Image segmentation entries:
++++++++

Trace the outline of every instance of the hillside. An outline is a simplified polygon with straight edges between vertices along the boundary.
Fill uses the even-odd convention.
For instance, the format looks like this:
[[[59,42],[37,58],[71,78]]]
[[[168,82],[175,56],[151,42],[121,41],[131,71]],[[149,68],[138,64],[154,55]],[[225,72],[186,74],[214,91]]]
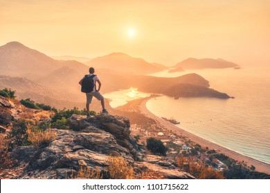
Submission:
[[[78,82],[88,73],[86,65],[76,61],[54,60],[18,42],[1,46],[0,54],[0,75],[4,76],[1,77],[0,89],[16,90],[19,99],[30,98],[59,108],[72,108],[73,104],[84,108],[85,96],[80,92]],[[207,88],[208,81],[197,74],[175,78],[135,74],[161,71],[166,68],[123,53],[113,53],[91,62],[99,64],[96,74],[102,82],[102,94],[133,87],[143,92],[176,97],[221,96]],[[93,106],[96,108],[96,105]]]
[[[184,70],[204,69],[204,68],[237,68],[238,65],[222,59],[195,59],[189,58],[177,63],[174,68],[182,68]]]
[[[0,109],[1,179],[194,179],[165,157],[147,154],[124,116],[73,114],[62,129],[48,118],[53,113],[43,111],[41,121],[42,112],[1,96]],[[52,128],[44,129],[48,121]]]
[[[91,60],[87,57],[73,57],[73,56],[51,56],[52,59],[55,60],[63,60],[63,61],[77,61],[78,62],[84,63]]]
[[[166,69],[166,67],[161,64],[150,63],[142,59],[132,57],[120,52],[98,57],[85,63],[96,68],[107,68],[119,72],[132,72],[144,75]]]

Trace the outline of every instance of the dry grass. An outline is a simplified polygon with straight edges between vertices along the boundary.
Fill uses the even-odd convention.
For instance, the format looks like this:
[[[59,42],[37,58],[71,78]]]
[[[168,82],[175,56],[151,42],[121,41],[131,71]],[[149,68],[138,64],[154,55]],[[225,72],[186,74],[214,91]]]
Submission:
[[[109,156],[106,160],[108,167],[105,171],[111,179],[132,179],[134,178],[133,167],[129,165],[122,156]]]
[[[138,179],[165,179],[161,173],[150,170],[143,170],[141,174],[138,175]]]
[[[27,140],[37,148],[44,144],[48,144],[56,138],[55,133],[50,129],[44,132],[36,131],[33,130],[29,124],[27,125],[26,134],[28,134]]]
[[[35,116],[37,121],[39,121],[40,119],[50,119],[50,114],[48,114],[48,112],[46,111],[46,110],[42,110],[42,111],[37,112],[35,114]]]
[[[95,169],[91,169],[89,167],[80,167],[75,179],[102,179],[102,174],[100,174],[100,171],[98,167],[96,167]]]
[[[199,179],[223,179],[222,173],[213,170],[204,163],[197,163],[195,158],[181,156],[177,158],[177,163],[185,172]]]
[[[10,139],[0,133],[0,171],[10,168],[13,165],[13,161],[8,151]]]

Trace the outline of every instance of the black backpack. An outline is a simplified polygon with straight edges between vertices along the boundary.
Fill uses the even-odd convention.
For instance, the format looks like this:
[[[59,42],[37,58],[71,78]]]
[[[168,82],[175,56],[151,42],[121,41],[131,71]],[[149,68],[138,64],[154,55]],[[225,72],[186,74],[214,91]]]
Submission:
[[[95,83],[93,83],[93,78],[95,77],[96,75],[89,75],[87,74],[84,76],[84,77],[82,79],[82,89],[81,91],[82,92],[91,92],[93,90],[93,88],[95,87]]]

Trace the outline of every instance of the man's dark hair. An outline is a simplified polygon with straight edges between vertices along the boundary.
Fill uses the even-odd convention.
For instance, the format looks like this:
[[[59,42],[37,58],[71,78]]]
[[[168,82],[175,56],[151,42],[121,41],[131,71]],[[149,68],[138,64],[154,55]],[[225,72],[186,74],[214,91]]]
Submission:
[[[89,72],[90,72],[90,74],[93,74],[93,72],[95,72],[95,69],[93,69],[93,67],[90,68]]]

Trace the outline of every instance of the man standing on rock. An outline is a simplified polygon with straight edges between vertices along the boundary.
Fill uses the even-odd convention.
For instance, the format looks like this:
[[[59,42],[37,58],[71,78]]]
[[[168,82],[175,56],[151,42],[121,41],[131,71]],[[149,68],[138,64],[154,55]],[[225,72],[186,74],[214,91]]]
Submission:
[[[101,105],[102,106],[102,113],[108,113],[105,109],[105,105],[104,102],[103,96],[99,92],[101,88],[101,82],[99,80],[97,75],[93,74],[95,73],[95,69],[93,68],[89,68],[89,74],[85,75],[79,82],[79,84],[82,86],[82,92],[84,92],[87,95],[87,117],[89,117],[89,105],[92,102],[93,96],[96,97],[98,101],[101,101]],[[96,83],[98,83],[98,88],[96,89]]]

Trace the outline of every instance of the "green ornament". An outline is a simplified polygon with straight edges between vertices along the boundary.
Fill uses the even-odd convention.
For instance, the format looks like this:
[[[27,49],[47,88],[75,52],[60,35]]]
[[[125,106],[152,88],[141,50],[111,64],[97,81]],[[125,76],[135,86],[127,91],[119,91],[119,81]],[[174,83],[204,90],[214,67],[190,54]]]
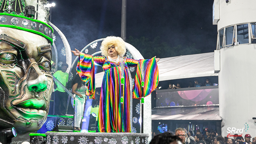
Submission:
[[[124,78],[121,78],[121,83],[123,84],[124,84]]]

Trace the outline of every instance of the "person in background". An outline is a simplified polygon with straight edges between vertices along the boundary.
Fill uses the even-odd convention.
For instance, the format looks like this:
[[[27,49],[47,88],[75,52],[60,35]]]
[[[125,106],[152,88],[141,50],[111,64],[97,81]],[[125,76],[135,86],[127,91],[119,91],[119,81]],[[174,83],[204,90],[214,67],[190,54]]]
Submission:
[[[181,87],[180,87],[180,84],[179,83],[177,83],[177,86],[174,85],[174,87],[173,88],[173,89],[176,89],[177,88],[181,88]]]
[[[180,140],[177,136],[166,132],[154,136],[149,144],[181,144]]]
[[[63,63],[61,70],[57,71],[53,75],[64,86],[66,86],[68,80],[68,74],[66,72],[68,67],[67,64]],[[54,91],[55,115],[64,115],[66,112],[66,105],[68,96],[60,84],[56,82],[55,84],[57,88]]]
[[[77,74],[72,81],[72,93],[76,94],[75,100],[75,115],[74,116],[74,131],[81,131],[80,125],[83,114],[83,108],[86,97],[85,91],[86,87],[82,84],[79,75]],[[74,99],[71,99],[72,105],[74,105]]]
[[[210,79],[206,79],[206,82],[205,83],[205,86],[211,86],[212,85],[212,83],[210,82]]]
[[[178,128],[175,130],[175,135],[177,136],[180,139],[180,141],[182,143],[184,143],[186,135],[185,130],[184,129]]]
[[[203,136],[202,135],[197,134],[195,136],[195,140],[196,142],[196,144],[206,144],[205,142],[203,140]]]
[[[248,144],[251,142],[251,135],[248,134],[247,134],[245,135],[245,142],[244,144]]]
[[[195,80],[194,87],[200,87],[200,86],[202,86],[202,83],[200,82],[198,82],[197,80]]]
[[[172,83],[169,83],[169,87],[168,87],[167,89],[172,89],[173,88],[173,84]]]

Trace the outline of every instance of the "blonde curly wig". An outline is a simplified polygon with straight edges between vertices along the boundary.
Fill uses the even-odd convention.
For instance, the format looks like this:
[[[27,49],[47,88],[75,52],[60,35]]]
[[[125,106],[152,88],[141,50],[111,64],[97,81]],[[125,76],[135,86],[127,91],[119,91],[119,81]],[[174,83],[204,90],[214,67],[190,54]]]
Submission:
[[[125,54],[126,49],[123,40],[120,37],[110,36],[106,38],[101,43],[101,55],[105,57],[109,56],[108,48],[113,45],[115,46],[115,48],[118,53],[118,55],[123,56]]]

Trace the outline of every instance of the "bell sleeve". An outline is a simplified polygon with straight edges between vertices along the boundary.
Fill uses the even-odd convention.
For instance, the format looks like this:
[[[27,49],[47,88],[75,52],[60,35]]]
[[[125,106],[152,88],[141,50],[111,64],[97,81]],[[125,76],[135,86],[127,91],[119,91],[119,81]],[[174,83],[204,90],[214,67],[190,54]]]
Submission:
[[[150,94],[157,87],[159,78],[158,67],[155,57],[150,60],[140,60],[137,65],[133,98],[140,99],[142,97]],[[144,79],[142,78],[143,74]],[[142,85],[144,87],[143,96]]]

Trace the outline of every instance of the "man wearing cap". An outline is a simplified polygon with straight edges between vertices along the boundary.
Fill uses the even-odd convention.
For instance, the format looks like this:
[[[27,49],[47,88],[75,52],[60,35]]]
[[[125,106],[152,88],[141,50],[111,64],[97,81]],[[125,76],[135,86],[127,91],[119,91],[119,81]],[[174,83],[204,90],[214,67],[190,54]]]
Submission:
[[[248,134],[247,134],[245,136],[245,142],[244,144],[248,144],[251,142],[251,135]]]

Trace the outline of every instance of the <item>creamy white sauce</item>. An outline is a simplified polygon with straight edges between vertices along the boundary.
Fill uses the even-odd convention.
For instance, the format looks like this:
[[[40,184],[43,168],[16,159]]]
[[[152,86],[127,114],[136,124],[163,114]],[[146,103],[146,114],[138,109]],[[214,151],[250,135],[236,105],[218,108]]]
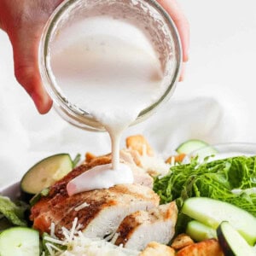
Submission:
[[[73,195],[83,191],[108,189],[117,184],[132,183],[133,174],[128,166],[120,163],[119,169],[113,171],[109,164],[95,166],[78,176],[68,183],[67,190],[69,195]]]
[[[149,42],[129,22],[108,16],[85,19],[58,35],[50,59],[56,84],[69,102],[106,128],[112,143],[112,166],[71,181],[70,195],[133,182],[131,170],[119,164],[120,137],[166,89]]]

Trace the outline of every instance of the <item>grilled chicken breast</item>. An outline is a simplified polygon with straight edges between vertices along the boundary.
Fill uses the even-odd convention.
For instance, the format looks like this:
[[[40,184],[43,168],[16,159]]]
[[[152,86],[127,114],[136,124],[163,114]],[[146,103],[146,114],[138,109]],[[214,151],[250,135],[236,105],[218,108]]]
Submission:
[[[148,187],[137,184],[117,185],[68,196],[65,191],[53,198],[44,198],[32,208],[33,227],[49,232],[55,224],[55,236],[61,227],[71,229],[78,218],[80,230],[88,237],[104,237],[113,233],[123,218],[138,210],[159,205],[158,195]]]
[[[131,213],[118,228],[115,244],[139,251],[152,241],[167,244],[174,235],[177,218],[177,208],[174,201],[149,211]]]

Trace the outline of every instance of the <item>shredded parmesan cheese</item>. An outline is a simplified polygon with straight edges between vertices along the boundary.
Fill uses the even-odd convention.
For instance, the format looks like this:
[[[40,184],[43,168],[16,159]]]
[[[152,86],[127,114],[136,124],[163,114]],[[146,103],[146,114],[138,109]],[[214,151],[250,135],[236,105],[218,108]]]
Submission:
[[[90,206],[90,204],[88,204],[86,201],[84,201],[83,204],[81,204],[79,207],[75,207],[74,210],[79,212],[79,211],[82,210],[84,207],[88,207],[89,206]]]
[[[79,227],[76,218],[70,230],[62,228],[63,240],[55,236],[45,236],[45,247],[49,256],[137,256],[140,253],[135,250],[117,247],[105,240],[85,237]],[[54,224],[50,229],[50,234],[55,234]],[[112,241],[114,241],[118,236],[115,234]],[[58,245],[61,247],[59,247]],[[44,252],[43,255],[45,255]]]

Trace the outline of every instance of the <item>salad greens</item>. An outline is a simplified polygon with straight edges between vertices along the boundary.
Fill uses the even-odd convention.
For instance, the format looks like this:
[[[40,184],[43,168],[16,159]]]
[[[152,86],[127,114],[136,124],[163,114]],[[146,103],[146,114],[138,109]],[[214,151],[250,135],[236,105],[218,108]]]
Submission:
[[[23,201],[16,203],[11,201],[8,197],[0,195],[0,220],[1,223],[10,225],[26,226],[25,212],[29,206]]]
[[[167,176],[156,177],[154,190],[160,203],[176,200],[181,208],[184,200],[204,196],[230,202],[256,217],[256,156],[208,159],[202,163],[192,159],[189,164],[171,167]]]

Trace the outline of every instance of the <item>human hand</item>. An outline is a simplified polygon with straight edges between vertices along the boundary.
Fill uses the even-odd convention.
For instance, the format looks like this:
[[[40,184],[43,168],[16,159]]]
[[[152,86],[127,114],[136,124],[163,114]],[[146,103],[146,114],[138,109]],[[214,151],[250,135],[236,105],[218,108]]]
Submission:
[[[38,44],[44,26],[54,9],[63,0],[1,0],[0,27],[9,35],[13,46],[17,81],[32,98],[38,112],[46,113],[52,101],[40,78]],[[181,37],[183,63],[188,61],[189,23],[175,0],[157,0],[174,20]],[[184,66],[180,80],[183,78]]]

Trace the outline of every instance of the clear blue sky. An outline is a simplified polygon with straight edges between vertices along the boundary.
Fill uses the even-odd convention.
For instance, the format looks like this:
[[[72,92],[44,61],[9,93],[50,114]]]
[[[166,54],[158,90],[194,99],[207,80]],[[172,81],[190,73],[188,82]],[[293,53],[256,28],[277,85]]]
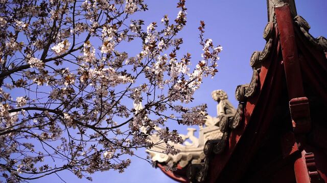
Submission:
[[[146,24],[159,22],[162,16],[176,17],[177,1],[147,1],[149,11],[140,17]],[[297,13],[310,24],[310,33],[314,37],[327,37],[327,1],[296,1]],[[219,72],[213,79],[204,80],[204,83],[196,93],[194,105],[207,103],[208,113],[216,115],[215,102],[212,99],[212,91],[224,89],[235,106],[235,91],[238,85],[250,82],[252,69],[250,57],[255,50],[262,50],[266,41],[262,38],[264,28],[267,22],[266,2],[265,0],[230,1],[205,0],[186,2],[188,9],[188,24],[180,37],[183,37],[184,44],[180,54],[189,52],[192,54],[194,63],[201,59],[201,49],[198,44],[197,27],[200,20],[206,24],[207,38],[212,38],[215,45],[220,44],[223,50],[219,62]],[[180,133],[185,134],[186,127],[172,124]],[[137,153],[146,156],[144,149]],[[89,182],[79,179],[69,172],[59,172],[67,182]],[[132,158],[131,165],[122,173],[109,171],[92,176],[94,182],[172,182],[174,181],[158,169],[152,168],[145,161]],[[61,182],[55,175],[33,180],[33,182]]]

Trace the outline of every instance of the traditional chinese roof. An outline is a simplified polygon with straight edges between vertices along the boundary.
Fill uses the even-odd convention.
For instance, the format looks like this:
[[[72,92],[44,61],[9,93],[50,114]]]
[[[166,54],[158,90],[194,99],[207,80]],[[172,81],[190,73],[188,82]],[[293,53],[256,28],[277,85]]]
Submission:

++++++++

Requirement:
Beginning with the line that contains "Trace the outline of every instance of the clear" in the data above, please copy each line exactly until the last line, both ends included, skipping any pictures.

The answer:
Trace the outline of every instance of the clear blue sky. An outline is a simplified polygon with straight edges between vertices along the boundary.
Fill uses the even-odd convention.
For instance, the format looks like this:
[[[72,92],[44,61],[9,93],[50,114]]]
[[[166,54],[158,90],[194,99],[207,80]],[[172,81],[190,73],[188,82]],[[293,53],[256,28],[277,85]]]
Submission:
[[[146,24],[159,22],[162,16],[176,17],[177,1],[147,1],[149,11],[140,17]],[[297,13],[310,24],[310,33],[314,37],[327,37],[327,1],[296,1]],[[219,72],[213,79],[204,80],[204,83],[196,93],[194,105],[207,103],[208,113],[216,115],[215,102],[212,99],[212,91],[224,89],[235,106],[235,91],[238,85],[250,82],[252,69],[250,57],[255,50],[262,50],[266,41],[262,38],[264,28],[267,22],[266,2],[265,0],[230,1],[205,0],[186,2],[188,9],[188,24],[180,37],[183,37],[184,44],[180,54],[189,52],[192,54],[194,63],[201,59],[201,49],[198,44],[197,27],[200,20],[206,24],[207,38],[212,38],[215,45],[220,44],[223,50],[219,62]],[[180,133],[185,134],[186,127],[172,124]],[[137,153],[146,156],[144,149]],[[89,182],[79,179],[69,172],[59,172],[67,182]],[[132,158],[131,165],[122,173],[109,171],[92,176],[94,182],[172,182],[174,181],[158,169],[152,168],[145,161]],[[61,182],[55,175],[33,180],[33,182]]]

Trace the outline of every instance of the traditional chinese roof. An outline is a simplified polygon with straight edges between vertices along the boundary.
Fill uses the even-odd convention.
For instance, the format looks like this:
[[[72,92],[44,61],[9,93],[50,114]]]
[[[166,54],[158,90],[194,99],[207,80]],[[172,81],[190,73],[188,82]],[[293,53],[256,28],[277,85]]]
Submission:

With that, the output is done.